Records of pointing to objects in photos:
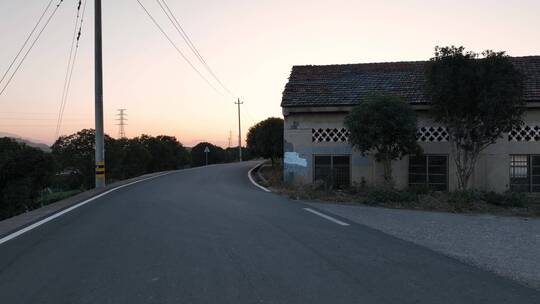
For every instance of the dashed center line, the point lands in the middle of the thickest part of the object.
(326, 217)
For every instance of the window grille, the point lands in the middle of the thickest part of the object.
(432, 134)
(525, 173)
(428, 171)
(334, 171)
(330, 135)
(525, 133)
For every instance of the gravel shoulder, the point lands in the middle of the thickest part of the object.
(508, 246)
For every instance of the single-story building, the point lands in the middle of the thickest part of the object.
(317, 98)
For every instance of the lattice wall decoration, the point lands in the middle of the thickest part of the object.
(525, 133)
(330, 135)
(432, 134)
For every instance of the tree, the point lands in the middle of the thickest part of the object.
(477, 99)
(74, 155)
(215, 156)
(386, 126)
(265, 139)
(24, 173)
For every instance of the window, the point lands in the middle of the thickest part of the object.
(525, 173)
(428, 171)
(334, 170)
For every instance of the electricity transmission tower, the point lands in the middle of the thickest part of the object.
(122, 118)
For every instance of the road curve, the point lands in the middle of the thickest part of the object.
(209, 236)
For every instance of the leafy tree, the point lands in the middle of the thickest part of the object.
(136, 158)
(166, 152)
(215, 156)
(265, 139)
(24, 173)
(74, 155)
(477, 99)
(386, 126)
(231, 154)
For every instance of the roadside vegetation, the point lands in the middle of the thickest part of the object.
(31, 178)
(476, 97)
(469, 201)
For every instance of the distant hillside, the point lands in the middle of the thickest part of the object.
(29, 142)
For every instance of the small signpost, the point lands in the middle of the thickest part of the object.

==

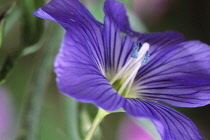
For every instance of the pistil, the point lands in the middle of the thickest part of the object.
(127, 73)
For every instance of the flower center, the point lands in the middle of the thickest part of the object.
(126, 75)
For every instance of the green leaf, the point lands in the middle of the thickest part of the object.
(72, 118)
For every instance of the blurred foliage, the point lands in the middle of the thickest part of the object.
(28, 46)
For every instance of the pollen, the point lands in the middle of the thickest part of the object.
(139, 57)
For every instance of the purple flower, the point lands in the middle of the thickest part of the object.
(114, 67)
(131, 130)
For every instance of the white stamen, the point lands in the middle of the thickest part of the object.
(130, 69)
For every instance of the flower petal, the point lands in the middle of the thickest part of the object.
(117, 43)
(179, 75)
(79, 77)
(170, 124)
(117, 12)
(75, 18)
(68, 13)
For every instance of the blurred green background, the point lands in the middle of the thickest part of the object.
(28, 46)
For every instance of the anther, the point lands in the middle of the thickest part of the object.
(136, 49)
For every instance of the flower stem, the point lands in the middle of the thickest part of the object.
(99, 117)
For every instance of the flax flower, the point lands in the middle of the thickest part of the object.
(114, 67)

**To be done**
Identify every line of the material above that contains the word "center", and copy each of those lines in full.

**Solution to the exercise**
For every instance of the dashed center line, the point lands in the middle of the thickest part of the object.
For every instance of the flower center, the point lands in the middle of the thickest part of the object.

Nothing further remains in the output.